## start Data for the task
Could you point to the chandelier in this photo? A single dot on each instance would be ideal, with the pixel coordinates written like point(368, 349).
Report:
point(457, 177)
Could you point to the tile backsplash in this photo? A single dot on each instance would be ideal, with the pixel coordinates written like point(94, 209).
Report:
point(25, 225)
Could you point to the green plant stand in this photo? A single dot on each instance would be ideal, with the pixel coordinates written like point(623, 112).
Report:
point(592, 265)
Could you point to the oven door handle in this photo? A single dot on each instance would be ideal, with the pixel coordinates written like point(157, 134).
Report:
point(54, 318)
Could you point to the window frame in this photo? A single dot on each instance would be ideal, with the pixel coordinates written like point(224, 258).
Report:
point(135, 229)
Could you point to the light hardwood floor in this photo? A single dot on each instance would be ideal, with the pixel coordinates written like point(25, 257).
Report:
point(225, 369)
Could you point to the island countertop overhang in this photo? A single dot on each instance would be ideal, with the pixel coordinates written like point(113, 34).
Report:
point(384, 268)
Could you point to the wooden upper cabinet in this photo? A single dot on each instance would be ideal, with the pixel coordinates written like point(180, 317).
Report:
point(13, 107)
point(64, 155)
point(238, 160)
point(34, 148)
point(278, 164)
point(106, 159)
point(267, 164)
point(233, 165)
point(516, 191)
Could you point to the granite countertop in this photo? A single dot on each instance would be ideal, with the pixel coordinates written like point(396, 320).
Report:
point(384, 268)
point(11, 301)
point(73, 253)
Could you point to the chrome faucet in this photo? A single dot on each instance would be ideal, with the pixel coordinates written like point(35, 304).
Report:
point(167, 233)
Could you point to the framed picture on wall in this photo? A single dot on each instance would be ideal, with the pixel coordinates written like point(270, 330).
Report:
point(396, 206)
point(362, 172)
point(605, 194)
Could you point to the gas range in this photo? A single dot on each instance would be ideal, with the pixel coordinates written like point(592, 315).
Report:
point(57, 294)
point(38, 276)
## end Data for the task
**To be done:** Convert all of the entries above into a numbered list, one line per item, and omit any blank lines.

**Output:**
1. Could you point to the chandelier in this photo? A single dot on each instance would be ideal, with the pixel coordinates written like point(368, 349).
2. Report:
3. point(457, 177)
4. Could you point to the tile backsplash in this photo? A single dot on each instance would be ideal, with the pixel coordinates written like point(94, 209).
5. Report:
6. point(25, 225)
7. Could you point to the green plant stand in this photo? A single dot on each instance would be ideal, with the pixel coordinates written like point(623, 112).
8. Report:
9. point(592, 265)
10. Could you point to the oven door handle in this photo? A single dot on each instance would be ideal, with the pixel coordinates written like point(157, 134).
11. Report:
12. point(54, 318)
13. Could you point to the window frame in this photo? A single dot on each instance would be ideal, with the pixel coordinates written like point(224, 258).
14. Report:
15. point(135, 229)
16. Could you point to the light hardwood floor in this photo? A single dot on each instance would be ideal, with the pixel coordinates written like point(25, 257).
17. Report:
18. point(225, 369)
19. Could you point to the island countertop overhang in this photo? A single dot on each instance would be ideal, with the pixel coordinates written like point(113, 34).
20. Report:
21. point(384, 268)
22. Could you point to the wooden upper cabinet in this photo? A single dot on each instance would be ideal, with the pixel coordinates written like point(180, 317).
23. Report:
24. point(13, 107)
25. point(64, 155)
26. point(238, 160)
27. point(34, 148)
28. point(278, 164)
29. point(106, 159)
30. point(267, 164)
31. point(233, 165)
32. point(516, 191)
33. Could you point to the granite countertop in this photo? A single dot on each instance would be ideal, with the pixel coordinates written like point(396, 320).
34. Report:
35. point(384, 268)
36. point(11, 301)
37. point(73, 253)
38. Could you point to the chrome faucet in this photo? A single dot on each instance would be ideal, with the pixel coordinates written like point(35, 304).
39. Report:
40. point(167, 233)
41. Could you point to the framed picture on wall in this photo? A single dot on each instance would be ideal, with the pixel coordinates written like point(270, 330).
42. Report:
43. point(396, 206)
44. point(362, 172)
45. point(605, 194)
46. Could you point to the gas range in this photo? A single dot on each instance would be ideal, with the pixel coordinates written like point(592, 315).
47. Report:
48. point(57, 294)
49. point(38, 276)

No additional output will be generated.